[Collected data]
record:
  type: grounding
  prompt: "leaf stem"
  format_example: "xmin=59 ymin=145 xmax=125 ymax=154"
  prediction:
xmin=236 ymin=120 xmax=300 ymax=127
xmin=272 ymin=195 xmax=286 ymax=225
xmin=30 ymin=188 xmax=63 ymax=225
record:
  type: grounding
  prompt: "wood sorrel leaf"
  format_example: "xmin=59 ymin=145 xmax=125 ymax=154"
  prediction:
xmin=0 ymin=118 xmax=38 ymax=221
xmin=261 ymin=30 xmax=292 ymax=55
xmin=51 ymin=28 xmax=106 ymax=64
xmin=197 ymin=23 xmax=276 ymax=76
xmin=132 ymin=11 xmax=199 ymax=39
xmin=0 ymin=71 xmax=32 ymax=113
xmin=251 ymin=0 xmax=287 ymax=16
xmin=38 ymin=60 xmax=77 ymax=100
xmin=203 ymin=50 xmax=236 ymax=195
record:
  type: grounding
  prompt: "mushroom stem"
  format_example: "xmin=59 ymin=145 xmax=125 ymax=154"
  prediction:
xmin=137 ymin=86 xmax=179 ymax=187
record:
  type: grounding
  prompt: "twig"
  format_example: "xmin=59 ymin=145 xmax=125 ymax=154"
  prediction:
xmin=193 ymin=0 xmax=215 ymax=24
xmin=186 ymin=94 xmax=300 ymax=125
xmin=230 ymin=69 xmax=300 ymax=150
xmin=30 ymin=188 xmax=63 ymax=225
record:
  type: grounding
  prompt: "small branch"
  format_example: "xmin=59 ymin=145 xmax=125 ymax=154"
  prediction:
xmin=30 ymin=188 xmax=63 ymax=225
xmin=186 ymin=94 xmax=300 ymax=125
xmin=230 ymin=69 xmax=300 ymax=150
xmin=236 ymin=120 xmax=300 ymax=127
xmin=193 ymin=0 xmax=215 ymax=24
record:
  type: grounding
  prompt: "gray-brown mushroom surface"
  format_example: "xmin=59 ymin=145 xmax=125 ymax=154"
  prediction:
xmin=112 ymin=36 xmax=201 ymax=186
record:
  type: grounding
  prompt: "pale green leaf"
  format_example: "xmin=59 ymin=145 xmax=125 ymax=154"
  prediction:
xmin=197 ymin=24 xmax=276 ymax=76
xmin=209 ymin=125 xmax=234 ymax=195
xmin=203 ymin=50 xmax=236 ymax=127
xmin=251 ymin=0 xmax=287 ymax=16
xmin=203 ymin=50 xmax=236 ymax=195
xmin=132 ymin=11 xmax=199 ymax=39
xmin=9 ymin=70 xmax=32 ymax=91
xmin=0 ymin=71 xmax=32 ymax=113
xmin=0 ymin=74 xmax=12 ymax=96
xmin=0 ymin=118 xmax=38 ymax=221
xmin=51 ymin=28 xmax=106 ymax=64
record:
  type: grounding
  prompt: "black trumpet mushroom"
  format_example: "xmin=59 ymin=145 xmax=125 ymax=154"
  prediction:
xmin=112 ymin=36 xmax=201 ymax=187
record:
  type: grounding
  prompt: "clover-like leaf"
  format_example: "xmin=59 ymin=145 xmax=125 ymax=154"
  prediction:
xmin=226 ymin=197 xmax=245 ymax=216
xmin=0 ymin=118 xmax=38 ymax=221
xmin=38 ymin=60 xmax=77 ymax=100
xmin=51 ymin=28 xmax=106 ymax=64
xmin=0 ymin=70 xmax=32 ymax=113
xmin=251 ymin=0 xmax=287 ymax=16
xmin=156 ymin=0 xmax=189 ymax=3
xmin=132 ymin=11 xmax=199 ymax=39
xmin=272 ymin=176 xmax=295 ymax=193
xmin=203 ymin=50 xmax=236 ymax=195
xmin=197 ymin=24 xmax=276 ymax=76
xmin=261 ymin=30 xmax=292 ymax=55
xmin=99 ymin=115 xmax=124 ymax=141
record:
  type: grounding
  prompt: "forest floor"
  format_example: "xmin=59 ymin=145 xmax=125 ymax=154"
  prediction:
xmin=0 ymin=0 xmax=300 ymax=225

DESCRIPTION OF THE TASK - Please express all the rows above as a JSON list of strings, with one string for each line and no blank lines.

ANSWER TO THIS PROBLEM -
[
  "record:",
  "  type: grounding",
  "  prompt: \"leaf stem\"",
  "  format_example: \"xmin=59 ymin=145 xmax=125 ymax=154\"",
  "  prediction:",
  "xmin=236 ymin=120 xmax=300 ymax=127",
  "xmin=272 ymin=195 xmax=286 ymax=225",
  "xmin=30 ymin=188 xmax=63 ymax=225",
  "record:",
  "  type: grounding",
  "  prompt: \"wood sorrel leaf\"",
  "  format_example: \"xmin=59 ymin=145 xmax=125 ymax=154\"",
  "  prediction:",
  "xmin=0 ymin=118 xmax=38 ymax=221",
  "xmin=261 ymin=30 xmax=292 ymax=55",
  "xmin=51 ymin=28 xmax=106 ymax=64",
  "xmin=197 ymin=23 xmax=276 ymax=76",
  "xmin=132 ymin=11 xmax=199 ymax=39",
  "xmin=0 ymin=71 xmax=32 ymax=113",
  "xmin=251 ymin=0 xmax=287 ymax=16",
  "xmin=38 ymin=60 xmax=77 ymax=100",
  "xmin=203 ymin=50 xmax=236 ymax=195",
  "record:",
  "  type: grounding",
  "  prompt: \"mushroom stem\"",
  "  format_example: \"xmin=59 ymin=145 xmax=125 ymax=154\"",
  "  prediction:",
  "xmin=137 ymin=86 xmax=179 ymax=187",
  "record:",
  "  type: grounding",
  "  prompt: \"twig\"",
  "  format_example: \"xmin=59 ymin=145 xmax=125 ymax=154\"",
  "  prediction:",
  "xmin=193 ymin=0 xmax=215 ymax=24",
  "xmin=186 ymin=94 xmax=300 ymax=125",
  "xmin=230 ymin=69 xmax=300 ymax=150",
  "xmin=30 ymin=188 xmax=63 ymax=225",
  "record:",
  "  type: grounding",
  "  prompt: \"small branch\"",
  "  format_example: \"xmin=59 ymin=145 xmax=125 ymax=154\"",
  "  prediction:",
  "xmin=30 ymin=188 xmax=63 ymax=225",
  "xmin=186 ymin=94 xmax=300 ymax=125",
  "xmin=230 ymin=69 xmax=300 ymax=150",
  "xmin=236 ymin=120 xmax=300 ymax=127",
  "xmin=193 ymin=0 xmax=215 ymax=24",
  "record:",
  "  type: grounding",
  "  prompt: \"gray-brown mushroom surface\"",
  "  format_example: \"xmin=59 ymin=145 xmax=125 ymax=154\"",
  "  prediction:",
  "xmin=112 ymin=36 xmax=201 ymax=186",
  "record:",
  "  type: grounding",
  "  prompt: \"pale green leaf\"",
  "  format_example: \"xmin=59 ymin=145 xmax=125 ymax=154\"",
  "  prediction:",
  "xmin=197 ymin=24 xmax=276 ymax=76",
  "xmin=209 ymin=125 xmax=234 ymax=195",
  "xmin=203 ymin=50 xmax=236 ymax=127",
  "xmin=251 ymin=0 xmax=287 ymax=16",
  "xmin=203 ymin=50 xmax=236 ymax=195",
  "xmin=132 ymin=11 xmax=199 ymax=39",
  "xmin=9 ymin=70 xmax=32 ymax=91",
  "xmin=0 ymin=71 xmax=32 ymax=113",
  "xmin=0 ymin=74 xmax=12 ymax=96",
  "xmin=0 ymin=118 xmax=38 ymax=221",
  "xmin=51 ymin=28 xmax=106 ymax=64",
  "record:",
  "  type: grounding",
  "  prompt: \"black trumpet mushroom\"",
  "  format_example: \"xmin=59 ymin=145 xmax=125 ymax=154\"",
  "  prediction:",
  "xmin=112 ymin=36 xmax=201 ymax=187",
  "record:",
  "  type: grounding",
  "  prompt: \"clover-like leaf\"",
  "  format_example: \"xmin=59 ymin=145 xmax=125 ymax=154\"",
  "  prediction:",
  "xmin=226 ymin=197 xmax=245 ymax=216",
  "xmin=0 ymin=118 xmax=38 ymax=221",
  "xmin=38 ymin=60 xmax=77 ymax=100",
  "xmin=51 ymin=28 xmax=106 ymax=64",
  "xmin=0 ymin=70 xmax=32 ymax=113",
  "xmin=251 ymin=0 xmax=287 ymax=16",
  "xmin=156 ymin=0 xmax=189 ymax=3",
  "xmin=132 ymin=11 xmax=199 ymax=39",
  "xmin=272 ymin=176 xmax=295 ymax=193",
  "xmin=203 ymin=50 xmax=236 ymax=195",
  "xmin=197 ymin=24 xmax=276 ymax=76",
  "xmin=261 ymin=30 xmax=292 ymax=55",
  "xmin=99 ymin=115 xmax=124 ymax=141",
  "record:",
  "  type: grounding",
  "  prompt: \"forest floor\"",
  "  format_example: \"xmin=59 ymin=145 xmax=125 ymax=154\"",
  "  prediction:",
  "xmin=0 ymin=0 xmax=300 ymax=225"
]